To-do item.
State how many of the lines below contain the string "negative", giving only the number.

Entries supplied.

>>>>

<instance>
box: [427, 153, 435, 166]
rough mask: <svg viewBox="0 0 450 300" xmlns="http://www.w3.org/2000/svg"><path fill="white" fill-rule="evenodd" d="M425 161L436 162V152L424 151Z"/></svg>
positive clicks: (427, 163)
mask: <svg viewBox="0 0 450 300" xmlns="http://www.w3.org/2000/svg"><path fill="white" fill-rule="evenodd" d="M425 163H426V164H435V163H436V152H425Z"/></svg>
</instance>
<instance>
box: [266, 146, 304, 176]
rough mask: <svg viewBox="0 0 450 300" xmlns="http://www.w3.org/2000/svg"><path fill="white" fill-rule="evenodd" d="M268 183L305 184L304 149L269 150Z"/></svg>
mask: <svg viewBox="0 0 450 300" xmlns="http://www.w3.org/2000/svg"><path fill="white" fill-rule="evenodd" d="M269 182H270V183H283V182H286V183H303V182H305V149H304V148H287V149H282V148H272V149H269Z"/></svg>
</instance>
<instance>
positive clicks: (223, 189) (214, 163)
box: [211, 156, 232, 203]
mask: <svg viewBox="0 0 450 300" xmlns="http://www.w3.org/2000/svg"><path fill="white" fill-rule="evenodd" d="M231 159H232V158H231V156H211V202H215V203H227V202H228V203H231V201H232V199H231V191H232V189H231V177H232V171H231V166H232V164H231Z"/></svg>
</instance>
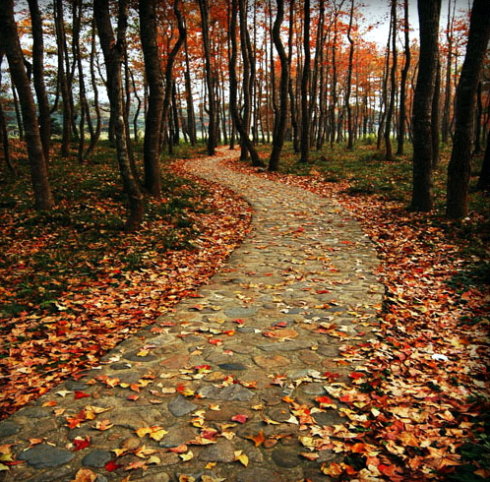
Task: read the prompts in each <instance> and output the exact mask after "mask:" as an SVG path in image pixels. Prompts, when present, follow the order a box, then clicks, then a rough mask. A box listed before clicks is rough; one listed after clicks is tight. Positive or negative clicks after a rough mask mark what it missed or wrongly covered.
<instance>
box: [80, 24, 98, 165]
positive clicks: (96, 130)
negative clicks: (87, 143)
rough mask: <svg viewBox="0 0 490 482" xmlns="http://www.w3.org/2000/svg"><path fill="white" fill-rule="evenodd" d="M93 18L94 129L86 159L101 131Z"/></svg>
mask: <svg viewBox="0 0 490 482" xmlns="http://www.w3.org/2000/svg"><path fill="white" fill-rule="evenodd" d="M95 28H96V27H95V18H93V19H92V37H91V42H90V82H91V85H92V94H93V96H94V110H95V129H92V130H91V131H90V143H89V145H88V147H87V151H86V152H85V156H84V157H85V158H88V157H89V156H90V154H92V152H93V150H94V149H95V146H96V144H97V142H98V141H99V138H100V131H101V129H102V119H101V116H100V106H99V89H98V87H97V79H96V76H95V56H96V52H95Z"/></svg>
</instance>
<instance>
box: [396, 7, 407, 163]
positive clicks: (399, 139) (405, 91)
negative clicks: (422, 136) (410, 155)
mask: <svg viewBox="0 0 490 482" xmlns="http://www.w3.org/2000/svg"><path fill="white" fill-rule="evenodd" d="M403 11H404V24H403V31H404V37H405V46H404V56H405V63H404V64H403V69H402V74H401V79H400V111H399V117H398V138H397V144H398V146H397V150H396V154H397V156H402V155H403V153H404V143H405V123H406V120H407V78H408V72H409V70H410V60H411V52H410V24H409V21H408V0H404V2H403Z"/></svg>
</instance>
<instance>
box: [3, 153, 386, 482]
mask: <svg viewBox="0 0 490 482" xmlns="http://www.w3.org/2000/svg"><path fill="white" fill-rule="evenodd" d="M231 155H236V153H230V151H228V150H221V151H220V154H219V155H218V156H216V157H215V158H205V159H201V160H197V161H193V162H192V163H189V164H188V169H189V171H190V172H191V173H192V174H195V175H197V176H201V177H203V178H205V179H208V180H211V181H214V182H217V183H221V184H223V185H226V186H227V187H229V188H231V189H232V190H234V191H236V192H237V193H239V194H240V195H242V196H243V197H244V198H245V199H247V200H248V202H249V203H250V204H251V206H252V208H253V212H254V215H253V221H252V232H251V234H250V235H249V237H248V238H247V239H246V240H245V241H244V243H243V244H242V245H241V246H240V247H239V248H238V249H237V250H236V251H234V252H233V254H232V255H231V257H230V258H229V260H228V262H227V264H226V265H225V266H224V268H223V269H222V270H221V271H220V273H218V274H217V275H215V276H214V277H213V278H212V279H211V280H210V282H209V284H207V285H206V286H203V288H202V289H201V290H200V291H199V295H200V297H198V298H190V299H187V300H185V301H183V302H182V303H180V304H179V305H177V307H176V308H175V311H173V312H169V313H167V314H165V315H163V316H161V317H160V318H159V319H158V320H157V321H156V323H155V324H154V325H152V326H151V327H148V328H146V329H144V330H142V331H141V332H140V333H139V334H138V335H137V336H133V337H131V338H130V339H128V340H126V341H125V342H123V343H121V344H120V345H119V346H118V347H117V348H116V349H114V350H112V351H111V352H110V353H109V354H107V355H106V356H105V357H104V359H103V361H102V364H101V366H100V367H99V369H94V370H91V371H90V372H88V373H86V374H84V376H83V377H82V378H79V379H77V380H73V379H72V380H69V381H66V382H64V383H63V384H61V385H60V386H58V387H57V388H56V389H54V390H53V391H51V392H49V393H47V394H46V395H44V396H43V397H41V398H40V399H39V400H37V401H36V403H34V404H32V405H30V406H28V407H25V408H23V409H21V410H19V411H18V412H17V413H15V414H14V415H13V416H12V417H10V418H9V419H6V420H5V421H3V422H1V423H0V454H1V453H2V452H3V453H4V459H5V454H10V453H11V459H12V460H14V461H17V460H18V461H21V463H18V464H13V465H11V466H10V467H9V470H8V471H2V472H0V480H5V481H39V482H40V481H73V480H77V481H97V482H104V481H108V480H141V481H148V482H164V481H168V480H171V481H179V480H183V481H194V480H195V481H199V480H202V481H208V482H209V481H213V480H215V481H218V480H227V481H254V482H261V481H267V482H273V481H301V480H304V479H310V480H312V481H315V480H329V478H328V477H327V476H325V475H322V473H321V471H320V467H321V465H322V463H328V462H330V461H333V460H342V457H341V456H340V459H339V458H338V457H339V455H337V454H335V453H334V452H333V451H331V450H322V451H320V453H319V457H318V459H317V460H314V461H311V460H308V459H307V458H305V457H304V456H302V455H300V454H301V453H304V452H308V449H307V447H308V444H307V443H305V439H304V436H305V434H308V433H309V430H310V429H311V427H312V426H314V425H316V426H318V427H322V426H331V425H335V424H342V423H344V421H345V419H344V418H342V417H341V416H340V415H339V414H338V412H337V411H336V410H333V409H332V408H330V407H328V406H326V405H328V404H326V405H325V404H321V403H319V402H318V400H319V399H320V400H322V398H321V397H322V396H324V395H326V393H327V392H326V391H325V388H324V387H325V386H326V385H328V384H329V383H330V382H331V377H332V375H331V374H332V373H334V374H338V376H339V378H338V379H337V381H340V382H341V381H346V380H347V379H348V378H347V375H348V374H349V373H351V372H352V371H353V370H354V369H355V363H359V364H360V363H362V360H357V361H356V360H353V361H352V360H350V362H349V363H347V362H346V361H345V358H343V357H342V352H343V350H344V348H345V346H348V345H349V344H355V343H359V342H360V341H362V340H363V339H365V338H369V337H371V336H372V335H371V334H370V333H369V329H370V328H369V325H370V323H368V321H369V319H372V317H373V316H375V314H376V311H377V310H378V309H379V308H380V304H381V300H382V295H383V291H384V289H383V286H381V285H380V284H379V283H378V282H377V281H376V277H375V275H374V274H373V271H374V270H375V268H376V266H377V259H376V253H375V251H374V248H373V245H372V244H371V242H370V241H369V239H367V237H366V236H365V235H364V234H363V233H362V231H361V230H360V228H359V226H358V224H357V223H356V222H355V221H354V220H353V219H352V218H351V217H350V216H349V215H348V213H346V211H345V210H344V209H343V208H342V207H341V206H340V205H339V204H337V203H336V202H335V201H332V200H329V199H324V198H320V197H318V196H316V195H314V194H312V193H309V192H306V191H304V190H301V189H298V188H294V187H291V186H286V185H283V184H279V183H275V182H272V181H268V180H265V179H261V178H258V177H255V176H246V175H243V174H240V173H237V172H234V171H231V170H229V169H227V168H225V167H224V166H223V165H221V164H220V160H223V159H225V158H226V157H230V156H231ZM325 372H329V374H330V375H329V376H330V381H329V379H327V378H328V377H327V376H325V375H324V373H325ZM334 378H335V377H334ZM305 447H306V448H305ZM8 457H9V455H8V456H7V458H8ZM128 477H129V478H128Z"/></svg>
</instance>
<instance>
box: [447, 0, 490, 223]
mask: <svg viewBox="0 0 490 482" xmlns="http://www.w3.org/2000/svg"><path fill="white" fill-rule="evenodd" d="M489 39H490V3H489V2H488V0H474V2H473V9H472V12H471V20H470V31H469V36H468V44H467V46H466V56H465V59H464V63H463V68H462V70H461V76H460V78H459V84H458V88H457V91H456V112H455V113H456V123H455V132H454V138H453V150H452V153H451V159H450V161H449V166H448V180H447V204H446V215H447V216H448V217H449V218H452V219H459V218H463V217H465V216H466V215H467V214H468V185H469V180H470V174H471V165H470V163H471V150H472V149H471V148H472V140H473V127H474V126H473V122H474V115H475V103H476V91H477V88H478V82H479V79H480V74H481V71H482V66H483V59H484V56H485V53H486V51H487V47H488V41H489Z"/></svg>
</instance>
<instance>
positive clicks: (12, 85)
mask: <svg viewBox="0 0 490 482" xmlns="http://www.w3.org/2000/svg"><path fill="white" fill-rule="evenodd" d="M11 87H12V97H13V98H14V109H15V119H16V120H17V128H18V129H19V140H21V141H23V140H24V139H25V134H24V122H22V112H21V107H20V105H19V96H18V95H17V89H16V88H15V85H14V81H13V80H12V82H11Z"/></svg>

<<<<

Result for this exercise.
3